= RECORDS PROVIDED =

▬▬▬▬▬▬

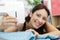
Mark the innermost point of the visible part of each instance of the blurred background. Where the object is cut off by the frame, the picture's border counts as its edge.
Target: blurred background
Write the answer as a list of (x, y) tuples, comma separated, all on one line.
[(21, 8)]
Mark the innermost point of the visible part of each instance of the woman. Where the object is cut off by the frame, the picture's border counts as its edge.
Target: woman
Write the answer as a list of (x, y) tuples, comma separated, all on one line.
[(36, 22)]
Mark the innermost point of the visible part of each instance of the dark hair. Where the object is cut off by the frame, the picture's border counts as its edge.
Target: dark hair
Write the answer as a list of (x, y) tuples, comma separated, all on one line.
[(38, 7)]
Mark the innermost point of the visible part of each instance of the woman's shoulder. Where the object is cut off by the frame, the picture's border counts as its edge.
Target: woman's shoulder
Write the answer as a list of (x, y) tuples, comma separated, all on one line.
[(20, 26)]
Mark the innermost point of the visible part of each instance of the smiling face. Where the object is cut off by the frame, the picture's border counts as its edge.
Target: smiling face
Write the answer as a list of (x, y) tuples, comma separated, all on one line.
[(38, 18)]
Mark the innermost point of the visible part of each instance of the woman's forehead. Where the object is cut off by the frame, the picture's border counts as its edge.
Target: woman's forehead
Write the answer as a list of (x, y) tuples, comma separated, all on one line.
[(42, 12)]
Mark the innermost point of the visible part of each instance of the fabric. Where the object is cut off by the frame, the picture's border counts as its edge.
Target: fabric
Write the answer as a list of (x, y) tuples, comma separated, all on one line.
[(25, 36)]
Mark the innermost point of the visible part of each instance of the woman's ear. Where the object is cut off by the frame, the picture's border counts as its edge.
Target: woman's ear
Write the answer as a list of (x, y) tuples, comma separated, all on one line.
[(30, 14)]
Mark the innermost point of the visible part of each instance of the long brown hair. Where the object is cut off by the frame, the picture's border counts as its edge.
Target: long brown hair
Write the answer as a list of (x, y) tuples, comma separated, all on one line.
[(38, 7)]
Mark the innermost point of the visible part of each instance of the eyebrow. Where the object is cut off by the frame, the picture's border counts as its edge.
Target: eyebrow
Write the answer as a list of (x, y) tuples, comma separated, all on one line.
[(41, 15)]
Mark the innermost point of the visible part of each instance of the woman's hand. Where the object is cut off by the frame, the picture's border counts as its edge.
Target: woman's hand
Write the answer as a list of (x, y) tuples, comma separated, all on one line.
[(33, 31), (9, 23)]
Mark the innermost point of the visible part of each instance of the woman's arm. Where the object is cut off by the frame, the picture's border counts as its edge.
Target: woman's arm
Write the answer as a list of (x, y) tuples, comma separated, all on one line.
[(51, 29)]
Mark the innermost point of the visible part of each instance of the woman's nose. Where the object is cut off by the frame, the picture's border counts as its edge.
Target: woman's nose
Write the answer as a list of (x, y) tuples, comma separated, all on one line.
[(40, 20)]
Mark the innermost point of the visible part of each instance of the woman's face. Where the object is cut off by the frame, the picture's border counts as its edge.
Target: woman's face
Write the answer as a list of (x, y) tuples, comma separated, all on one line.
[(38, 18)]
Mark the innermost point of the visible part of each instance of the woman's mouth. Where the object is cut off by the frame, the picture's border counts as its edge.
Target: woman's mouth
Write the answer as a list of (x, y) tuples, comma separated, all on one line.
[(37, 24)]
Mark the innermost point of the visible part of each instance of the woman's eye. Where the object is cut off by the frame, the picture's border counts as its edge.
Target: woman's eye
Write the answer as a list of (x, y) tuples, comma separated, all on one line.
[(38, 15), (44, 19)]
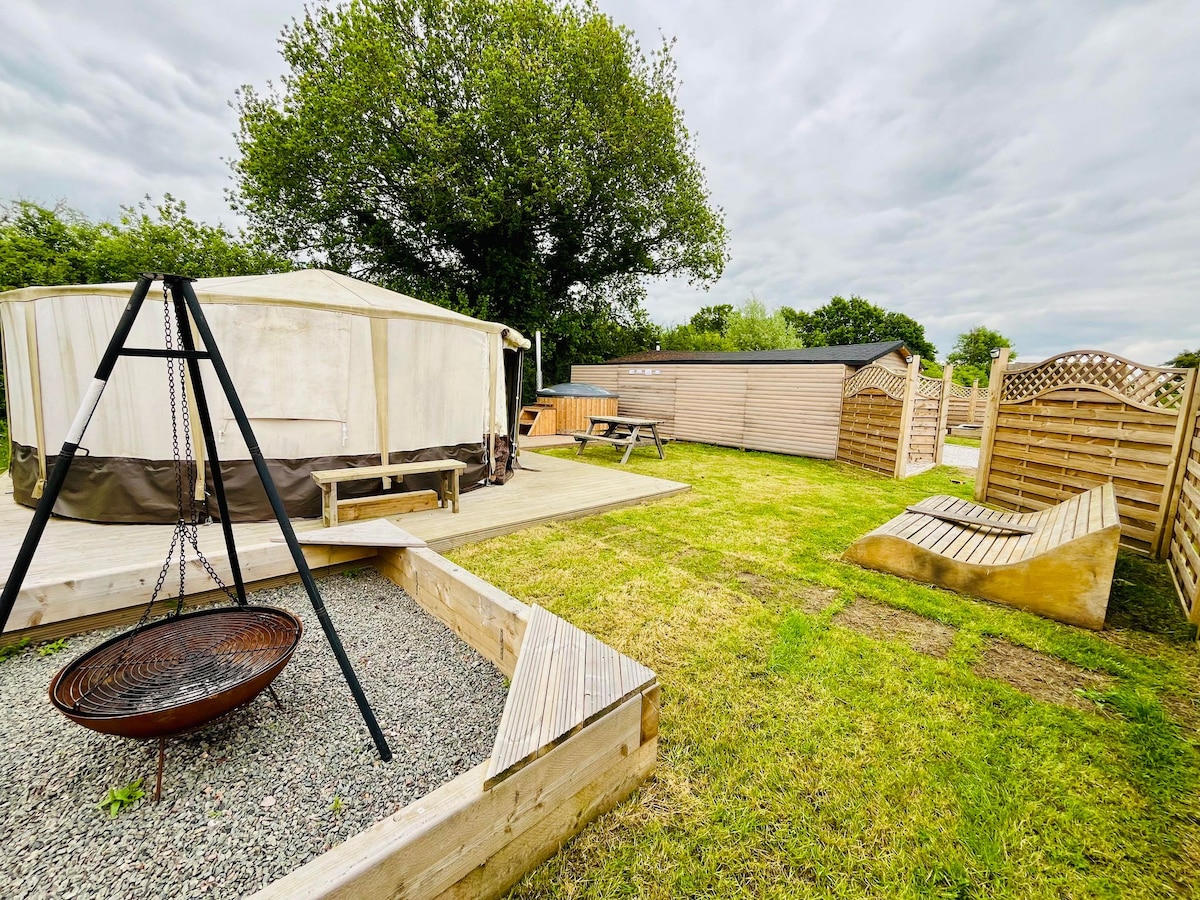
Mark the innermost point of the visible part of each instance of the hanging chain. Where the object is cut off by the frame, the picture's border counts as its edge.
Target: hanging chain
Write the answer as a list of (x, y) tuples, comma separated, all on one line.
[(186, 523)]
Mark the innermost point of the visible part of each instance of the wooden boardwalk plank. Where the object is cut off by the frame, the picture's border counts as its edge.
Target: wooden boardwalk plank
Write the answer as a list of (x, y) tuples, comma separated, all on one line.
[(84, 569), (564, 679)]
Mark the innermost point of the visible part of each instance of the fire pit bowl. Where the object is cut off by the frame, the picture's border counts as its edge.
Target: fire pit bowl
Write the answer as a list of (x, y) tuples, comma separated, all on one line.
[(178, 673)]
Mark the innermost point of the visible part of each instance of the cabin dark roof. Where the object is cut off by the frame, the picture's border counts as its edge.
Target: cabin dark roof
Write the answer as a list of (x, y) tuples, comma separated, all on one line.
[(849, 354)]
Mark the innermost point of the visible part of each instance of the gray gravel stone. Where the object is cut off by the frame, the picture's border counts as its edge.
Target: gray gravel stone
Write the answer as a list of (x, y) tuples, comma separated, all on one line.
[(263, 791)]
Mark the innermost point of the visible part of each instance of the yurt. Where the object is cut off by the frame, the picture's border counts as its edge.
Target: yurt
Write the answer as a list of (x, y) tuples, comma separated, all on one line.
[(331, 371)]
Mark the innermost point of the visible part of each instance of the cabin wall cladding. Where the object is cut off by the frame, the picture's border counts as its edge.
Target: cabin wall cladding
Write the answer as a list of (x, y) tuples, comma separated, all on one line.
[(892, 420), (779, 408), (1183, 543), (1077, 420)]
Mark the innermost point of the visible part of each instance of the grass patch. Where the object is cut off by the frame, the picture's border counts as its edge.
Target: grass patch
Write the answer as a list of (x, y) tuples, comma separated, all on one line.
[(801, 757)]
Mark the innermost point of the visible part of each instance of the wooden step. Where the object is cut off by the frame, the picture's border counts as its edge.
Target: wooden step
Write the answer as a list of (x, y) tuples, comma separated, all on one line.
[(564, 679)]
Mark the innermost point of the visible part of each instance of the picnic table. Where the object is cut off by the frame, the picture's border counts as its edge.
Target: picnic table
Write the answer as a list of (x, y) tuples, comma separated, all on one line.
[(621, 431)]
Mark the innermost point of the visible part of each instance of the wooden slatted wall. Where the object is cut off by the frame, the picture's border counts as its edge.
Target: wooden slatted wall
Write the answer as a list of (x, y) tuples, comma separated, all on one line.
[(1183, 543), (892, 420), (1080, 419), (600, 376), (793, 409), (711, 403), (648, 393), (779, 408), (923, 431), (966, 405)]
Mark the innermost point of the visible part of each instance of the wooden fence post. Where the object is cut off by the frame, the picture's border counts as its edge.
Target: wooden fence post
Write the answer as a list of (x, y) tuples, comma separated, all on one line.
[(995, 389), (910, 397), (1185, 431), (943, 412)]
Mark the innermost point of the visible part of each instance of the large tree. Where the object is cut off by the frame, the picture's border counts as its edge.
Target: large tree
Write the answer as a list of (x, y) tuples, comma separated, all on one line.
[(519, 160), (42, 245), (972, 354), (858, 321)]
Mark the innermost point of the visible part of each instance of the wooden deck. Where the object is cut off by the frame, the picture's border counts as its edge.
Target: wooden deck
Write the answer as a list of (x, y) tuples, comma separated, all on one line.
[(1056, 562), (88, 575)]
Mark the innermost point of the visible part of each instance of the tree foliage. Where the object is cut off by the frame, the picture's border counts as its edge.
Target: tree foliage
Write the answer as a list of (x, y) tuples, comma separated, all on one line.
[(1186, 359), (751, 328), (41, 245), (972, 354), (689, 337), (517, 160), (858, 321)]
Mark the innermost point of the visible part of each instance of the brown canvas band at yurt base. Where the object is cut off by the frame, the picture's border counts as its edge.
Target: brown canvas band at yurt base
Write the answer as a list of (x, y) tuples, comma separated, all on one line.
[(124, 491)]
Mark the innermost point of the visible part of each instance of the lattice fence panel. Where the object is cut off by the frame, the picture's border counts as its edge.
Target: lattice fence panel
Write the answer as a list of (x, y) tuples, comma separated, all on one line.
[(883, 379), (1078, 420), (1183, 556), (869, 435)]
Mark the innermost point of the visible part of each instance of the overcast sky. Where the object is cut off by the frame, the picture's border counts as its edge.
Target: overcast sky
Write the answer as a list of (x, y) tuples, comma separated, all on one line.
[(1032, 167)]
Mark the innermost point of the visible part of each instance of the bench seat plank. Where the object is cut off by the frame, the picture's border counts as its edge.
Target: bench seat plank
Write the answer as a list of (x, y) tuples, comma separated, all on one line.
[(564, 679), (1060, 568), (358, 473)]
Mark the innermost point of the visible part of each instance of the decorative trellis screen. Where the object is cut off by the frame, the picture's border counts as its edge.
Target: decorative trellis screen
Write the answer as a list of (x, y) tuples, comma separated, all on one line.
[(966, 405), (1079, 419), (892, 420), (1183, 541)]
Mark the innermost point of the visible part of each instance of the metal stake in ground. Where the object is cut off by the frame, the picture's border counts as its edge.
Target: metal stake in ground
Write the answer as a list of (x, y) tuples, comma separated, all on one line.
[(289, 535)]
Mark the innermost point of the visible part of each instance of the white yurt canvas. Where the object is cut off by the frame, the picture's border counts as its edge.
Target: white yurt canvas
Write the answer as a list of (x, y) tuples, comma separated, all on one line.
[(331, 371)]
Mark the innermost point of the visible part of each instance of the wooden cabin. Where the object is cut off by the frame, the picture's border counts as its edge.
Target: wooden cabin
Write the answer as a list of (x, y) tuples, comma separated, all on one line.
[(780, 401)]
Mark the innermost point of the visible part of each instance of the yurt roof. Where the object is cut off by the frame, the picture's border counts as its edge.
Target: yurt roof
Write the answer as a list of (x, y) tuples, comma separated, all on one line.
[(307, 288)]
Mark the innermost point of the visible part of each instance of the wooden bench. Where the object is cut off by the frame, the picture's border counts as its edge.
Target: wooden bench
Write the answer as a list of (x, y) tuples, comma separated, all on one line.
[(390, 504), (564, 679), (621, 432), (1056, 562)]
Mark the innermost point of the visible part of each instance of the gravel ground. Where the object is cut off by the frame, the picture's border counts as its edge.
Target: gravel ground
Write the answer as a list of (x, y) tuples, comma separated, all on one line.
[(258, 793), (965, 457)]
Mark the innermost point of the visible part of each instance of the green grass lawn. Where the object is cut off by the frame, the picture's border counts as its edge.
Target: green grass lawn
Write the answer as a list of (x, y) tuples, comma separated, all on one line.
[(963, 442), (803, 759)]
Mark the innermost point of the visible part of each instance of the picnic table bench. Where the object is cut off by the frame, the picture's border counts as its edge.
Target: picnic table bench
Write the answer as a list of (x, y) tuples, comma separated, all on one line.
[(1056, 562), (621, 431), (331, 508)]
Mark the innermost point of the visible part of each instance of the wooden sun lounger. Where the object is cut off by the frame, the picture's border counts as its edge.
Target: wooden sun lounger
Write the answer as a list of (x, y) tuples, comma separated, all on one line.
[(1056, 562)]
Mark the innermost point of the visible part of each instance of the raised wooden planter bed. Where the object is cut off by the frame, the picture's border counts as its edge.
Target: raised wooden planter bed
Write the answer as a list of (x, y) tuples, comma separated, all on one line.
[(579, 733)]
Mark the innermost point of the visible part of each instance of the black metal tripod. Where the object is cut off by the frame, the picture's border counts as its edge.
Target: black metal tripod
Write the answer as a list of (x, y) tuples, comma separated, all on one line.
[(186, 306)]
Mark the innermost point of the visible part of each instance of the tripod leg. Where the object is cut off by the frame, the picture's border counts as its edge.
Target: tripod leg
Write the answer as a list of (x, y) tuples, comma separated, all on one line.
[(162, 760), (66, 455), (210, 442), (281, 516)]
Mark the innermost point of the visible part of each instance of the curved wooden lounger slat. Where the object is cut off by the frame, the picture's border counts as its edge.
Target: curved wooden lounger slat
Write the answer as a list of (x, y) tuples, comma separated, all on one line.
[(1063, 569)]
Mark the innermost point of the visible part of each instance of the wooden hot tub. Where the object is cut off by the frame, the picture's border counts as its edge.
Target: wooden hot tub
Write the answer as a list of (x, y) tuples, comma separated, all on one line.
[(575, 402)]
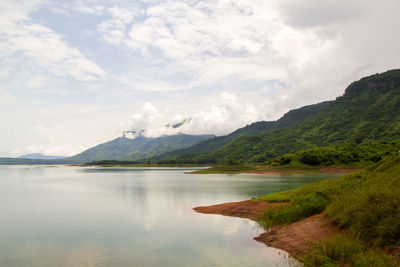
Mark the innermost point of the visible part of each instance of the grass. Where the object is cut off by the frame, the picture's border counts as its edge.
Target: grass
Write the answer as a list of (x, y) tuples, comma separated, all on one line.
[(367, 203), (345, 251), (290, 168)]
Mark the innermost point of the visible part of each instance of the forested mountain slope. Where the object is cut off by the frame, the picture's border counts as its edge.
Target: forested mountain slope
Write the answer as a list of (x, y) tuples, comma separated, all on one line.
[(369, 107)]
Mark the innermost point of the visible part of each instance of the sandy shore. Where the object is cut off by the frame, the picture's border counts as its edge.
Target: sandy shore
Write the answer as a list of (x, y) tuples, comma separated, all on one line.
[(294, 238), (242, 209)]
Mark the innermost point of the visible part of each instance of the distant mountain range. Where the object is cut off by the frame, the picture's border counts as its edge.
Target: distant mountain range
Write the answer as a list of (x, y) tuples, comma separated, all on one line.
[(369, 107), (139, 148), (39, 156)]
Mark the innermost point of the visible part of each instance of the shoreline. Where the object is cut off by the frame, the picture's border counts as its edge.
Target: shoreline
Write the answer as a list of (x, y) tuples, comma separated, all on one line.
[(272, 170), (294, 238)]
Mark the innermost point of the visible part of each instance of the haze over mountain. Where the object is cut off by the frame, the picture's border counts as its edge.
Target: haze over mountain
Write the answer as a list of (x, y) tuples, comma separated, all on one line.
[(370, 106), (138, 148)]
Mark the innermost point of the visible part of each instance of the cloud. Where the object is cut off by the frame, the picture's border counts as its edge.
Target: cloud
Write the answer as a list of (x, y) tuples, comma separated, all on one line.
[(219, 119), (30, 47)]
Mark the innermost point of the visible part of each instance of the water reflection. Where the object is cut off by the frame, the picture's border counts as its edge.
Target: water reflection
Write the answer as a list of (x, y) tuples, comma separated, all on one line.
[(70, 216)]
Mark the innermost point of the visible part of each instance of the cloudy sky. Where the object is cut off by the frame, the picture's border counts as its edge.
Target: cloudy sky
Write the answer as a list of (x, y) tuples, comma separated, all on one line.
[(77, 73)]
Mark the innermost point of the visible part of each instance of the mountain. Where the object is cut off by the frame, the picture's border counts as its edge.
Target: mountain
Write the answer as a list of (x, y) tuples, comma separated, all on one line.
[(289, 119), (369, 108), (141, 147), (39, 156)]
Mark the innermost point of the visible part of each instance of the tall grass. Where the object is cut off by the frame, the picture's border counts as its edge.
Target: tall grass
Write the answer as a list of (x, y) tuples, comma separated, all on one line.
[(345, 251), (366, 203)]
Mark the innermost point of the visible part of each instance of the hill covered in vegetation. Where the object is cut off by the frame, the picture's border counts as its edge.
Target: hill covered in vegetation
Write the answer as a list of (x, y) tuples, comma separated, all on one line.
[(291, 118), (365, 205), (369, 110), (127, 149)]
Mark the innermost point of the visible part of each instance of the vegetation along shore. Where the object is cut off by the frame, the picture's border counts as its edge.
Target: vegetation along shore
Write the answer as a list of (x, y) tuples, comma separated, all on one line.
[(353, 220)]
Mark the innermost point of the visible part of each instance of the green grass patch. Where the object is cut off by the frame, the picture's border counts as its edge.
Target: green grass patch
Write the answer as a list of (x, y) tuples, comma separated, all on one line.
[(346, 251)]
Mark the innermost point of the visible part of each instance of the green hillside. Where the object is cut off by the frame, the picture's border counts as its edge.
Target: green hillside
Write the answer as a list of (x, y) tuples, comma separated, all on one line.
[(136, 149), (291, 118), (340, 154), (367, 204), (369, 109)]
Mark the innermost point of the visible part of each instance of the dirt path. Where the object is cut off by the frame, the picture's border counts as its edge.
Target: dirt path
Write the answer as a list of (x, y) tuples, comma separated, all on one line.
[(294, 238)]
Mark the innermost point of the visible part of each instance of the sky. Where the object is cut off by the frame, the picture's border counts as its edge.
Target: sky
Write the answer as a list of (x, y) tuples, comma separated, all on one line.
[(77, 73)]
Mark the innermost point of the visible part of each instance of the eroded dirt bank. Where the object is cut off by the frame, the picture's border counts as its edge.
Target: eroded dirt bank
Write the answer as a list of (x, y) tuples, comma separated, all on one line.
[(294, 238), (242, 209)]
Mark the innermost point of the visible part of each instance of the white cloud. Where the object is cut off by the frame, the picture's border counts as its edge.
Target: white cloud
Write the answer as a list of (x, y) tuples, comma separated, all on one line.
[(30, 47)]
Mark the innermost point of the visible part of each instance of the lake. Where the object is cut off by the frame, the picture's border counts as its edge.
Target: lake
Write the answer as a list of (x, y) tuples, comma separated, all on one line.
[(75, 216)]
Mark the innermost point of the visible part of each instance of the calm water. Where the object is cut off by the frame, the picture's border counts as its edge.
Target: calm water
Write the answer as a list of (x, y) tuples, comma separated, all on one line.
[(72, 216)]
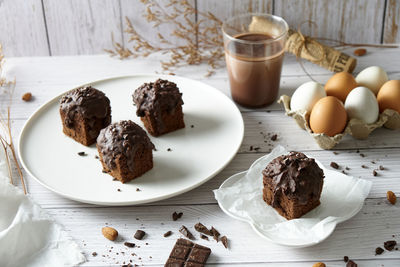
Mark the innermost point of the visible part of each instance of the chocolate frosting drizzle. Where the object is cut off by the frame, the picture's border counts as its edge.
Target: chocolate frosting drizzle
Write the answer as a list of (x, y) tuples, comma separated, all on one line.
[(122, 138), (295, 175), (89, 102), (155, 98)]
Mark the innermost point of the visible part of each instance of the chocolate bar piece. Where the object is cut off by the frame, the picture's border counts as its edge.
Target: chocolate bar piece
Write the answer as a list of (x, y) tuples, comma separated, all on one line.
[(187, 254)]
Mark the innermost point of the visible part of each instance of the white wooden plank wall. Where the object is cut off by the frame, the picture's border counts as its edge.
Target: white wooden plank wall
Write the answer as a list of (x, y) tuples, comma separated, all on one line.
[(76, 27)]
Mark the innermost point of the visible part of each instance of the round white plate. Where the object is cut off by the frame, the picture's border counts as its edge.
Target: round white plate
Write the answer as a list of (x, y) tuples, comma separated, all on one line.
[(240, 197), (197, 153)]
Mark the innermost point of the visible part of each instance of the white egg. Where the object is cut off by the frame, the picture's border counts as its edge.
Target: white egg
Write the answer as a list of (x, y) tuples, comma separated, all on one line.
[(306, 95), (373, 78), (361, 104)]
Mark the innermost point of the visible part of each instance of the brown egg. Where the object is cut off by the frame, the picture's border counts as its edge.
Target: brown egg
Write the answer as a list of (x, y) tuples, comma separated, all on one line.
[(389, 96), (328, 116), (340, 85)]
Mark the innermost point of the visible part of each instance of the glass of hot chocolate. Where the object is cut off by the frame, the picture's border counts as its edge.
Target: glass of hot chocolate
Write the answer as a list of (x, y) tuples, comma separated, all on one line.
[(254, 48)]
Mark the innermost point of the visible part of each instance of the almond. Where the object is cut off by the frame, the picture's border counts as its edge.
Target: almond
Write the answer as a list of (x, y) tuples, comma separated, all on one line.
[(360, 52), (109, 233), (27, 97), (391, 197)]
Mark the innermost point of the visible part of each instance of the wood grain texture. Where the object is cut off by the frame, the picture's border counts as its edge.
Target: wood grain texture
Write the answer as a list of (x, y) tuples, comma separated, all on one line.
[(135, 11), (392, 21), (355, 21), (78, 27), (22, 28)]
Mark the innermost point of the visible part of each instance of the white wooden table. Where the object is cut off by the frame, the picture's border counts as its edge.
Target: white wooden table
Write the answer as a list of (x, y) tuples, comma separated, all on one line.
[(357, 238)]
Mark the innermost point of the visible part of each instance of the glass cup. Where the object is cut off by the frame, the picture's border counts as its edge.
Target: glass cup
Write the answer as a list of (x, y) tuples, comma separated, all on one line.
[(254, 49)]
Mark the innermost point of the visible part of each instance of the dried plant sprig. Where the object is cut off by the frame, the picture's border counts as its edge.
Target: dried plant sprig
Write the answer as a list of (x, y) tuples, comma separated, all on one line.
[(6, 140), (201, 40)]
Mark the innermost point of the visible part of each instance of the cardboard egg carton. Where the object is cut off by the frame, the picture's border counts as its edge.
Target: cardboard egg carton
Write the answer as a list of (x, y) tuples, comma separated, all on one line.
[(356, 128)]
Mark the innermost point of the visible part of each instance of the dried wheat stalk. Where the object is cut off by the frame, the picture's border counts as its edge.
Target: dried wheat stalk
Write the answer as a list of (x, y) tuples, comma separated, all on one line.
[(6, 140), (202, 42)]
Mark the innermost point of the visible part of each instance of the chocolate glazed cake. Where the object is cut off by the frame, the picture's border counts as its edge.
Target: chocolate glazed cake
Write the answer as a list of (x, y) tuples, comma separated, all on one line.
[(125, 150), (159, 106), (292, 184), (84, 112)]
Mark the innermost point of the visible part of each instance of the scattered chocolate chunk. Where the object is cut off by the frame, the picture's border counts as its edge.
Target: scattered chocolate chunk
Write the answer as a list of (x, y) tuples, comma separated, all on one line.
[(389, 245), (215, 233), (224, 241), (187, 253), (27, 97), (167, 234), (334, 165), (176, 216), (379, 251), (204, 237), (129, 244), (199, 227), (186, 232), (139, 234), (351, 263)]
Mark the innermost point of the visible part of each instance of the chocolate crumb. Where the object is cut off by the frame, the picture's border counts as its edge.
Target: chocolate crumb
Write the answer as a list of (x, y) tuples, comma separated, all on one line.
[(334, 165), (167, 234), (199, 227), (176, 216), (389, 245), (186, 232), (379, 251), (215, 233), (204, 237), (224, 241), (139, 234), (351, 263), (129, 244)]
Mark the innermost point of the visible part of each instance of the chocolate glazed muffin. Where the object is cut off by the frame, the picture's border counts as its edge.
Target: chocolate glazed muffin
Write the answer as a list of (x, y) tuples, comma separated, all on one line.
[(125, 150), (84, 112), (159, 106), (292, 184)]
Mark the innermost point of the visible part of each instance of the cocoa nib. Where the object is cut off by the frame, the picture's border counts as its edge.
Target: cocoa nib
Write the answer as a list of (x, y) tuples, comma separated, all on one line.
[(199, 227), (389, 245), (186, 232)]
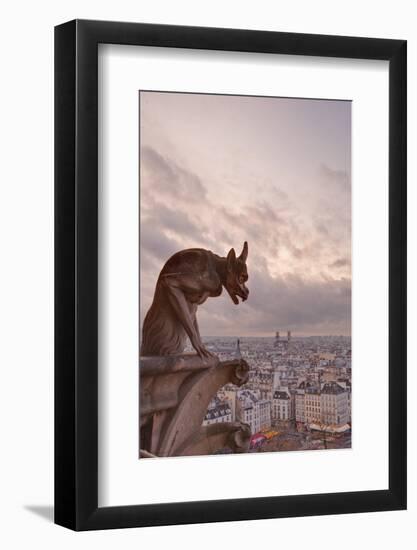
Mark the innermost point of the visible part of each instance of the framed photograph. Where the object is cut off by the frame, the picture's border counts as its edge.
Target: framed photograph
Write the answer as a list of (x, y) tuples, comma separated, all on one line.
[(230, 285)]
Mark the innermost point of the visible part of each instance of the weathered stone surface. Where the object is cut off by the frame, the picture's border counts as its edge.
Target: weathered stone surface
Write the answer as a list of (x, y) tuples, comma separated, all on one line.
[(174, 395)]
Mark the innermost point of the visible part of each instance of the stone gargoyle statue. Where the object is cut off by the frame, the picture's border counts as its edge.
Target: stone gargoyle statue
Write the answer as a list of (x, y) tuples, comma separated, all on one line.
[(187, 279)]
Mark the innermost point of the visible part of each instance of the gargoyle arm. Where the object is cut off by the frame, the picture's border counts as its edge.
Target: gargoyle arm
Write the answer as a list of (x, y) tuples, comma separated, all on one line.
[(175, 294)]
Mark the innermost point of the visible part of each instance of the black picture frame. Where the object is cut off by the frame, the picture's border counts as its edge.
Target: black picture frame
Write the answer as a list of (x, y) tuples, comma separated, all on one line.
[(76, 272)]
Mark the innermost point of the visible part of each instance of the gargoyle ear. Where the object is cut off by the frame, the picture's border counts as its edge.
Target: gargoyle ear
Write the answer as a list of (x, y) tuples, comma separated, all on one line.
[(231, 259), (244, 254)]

▬▬▬▬▬▬

Rewrite the lines between the one holding "of the calm" and the one holding "[(72, 216)]", inclusive, replacing "calm water" with "still water" and keeping everything else unchanged. Return only those lines.

= RESULT =
Mark the innermost point of the visible part of each instance of the still water. Where the object is cut off by the frame, the picture's border counts as its edge.
Target: still water
Write the answer as a list of (x, y) tuples, comma separated, all on one line.
[(72, 216)]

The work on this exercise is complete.